SUPPLIED INFORMATION >>
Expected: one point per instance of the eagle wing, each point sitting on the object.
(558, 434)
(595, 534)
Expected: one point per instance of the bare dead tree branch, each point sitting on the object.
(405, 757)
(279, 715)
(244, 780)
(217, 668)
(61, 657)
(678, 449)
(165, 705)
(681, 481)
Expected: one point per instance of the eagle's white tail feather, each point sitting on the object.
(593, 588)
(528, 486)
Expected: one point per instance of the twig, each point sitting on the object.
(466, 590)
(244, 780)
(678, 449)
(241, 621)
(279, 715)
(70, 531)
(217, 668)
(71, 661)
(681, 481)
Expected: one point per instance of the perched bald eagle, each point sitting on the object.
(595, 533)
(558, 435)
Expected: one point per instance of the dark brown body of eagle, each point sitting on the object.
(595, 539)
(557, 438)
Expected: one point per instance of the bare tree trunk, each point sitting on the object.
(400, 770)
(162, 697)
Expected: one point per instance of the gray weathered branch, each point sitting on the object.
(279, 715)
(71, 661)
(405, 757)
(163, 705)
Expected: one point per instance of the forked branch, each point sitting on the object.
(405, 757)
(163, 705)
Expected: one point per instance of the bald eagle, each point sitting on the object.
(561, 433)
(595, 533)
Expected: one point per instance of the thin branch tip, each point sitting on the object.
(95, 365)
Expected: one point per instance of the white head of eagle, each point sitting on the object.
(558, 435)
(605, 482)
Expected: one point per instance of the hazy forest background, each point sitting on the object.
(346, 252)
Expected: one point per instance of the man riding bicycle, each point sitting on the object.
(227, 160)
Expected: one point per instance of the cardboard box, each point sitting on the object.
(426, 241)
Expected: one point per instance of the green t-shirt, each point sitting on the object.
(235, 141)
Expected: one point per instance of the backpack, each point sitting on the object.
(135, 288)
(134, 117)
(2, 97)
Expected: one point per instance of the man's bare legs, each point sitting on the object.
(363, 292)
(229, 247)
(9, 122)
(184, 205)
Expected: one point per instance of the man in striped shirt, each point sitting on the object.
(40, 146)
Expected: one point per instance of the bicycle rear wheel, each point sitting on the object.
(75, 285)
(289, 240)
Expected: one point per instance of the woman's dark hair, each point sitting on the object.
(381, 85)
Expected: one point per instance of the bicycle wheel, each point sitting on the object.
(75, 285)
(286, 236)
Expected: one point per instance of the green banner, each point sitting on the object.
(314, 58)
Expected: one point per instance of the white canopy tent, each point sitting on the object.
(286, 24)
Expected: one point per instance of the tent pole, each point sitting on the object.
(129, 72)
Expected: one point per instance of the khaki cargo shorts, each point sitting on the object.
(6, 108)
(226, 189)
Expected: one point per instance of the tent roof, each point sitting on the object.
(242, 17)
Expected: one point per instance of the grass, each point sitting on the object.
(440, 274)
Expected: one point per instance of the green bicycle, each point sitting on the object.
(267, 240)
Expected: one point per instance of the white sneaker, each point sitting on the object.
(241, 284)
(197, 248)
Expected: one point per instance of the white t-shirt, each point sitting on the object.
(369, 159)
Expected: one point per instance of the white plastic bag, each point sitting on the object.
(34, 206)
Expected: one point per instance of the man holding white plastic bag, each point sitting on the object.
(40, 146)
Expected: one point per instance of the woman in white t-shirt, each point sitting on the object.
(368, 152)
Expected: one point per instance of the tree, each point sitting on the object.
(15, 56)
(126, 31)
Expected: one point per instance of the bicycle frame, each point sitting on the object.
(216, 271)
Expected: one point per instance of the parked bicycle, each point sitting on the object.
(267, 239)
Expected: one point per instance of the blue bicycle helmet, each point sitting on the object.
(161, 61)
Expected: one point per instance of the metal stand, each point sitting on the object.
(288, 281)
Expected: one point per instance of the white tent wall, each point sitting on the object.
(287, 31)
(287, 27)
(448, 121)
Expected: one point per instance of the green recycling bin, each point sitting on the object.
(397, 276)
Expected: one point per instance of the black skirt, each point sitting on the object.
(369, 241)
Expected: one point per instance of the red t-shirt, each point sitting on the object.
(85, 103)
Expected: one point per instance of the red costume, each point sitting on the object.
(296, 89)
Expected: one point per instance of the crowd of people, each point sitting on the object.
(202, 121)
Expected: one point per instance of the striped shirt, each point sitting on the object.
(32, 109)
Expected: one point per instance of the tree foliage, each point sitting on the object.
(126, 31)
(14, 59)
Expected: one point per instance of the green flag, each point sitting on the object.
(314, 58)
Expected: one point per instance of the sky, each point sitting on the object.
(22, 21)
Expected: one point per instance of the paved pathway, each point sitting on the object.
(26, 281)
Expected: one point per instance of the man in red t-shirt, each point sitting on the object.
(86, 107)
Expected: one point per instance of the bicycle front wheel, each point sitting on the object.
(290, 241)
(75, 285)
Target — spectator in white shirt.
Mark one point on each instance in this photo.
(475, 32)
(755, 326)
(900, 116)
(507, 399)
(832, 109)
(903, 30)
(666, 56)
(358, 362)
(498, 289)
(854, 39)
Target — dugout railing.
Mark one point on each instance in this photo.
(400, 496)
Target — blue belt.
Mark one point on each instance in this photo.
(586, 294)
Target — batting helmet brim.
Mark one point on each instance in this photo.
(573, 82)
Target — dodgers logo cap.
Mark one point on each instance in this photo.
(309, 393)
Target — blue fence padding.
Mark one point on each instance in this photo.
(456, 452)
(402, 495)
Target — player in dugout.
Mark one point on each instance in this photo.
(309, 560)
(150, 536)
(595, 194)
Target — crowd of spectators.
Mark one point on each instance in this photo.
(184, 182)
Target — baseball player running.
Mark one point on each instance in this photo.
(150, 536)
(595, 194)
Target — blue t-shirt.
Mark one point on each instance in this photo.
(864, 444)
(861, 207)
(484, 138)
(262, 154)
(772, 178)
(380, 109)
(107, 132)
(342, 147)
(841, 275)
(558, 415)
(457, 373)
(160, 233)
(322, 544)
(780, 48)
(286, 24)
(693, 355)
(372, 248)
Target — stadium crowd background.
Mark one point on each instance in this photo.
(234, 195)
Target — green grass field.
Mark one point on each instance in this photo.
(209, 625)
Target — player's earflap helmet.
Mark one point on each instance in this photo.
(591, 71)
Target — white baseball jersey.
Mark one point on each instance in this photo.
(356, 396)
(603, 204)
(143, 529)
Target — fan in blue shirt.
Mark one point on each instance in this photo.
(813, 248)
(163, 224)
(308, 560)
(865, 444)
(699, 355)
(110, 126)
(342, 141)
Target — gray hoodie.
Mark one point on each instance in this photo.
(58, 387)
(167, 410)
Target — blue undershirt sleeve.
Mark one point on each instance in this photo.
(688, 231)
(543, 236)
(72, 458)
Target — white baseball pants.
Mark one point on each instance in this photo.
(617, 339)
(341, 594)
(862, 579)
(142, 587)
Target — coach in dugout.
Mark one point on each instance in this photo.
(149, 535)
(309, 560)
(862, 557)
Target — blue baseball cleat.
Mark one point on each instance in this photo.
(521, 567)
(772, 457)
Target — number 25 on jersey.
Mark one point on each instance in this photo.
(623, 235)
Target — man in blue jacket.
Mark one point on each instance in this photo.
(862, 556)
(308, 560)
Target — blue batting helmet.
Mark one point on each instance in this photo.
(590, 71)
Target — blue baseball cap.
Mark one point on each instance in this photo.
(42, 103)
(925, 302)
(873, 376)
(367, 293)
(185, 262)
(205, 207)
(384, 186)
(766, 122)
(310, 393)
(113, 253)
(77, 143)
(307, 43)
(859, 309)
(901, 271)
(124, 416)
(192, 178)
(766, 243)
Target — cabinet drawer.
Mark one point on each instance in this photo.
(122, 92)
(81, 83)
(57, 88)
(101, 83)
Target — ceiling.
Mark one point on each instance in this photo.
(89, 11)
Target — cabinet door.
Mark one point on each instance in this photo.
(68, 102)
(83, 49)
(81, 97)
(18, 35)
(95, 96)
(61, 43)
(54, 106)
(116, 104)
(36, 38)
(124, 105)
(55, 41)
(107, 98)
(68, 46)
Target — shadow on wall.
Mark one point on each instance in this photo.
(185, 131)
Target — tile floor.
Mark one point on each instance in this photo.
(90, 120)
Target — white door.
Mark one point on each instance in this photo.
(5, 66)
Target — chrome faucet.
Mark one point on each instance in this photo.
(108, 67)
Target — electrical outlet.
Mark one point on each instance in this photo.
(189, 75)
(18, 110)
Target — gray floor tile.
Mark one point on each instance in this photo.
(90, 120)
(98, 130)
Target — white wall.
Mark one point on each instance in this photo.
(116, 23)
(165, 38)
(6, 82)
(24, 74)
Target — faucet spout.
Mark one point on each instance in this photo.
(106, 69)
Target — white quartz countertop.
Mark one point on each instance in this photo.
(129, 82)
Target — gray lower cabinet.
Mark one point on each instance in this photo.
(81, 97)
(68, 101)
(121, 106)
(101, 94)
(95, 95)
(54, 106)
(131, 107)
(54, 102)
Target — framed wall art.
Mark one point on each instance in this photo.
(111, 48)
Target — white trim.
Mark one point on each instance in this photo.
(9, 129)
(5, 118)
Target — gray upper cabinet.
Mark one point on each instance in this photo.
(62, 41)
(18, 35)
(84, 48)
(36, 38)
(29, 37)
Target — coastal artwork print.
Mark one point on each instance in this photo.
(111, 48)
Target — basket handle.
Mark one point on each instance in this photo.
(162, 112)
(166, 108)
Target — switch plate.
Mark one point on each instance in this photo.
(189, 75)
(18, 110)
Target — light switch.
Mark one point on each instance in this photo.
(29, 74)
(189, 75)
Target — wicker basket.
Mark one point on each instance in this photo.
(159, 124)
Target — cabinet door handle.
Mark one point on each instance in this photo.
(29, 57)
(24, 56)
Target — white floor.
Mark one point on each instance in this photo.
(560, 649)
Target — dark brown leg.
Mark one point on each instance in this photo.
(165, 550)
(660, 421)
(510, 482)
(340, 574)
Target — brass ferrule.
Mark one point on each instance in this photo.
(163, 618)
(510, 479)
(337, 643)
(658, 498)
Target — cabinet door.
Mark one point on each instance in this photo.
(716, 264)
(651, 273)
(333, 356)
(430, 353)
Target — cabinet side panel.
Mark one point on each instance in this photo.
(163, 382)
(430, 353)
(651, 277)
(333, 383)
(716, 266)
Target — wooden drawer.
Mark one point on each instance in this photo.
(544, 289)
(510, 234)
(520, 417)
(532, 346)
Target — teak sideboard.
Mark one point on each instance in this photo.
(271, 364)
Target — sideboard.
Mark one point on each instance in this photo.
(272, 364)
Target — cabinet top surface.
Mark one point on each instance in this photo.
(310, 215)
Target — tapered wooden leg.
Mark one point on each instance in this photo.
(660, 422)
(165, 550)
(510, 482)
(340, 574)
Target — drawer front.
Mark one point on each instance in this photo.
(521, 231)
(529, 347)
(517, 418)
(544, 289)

TRY IT >> Which of the lines above carry the string "faucet"? Pick them out and copy them.

EXERCISE OUTPUT >>
Target — chrome faucet.
Target — faucet spout.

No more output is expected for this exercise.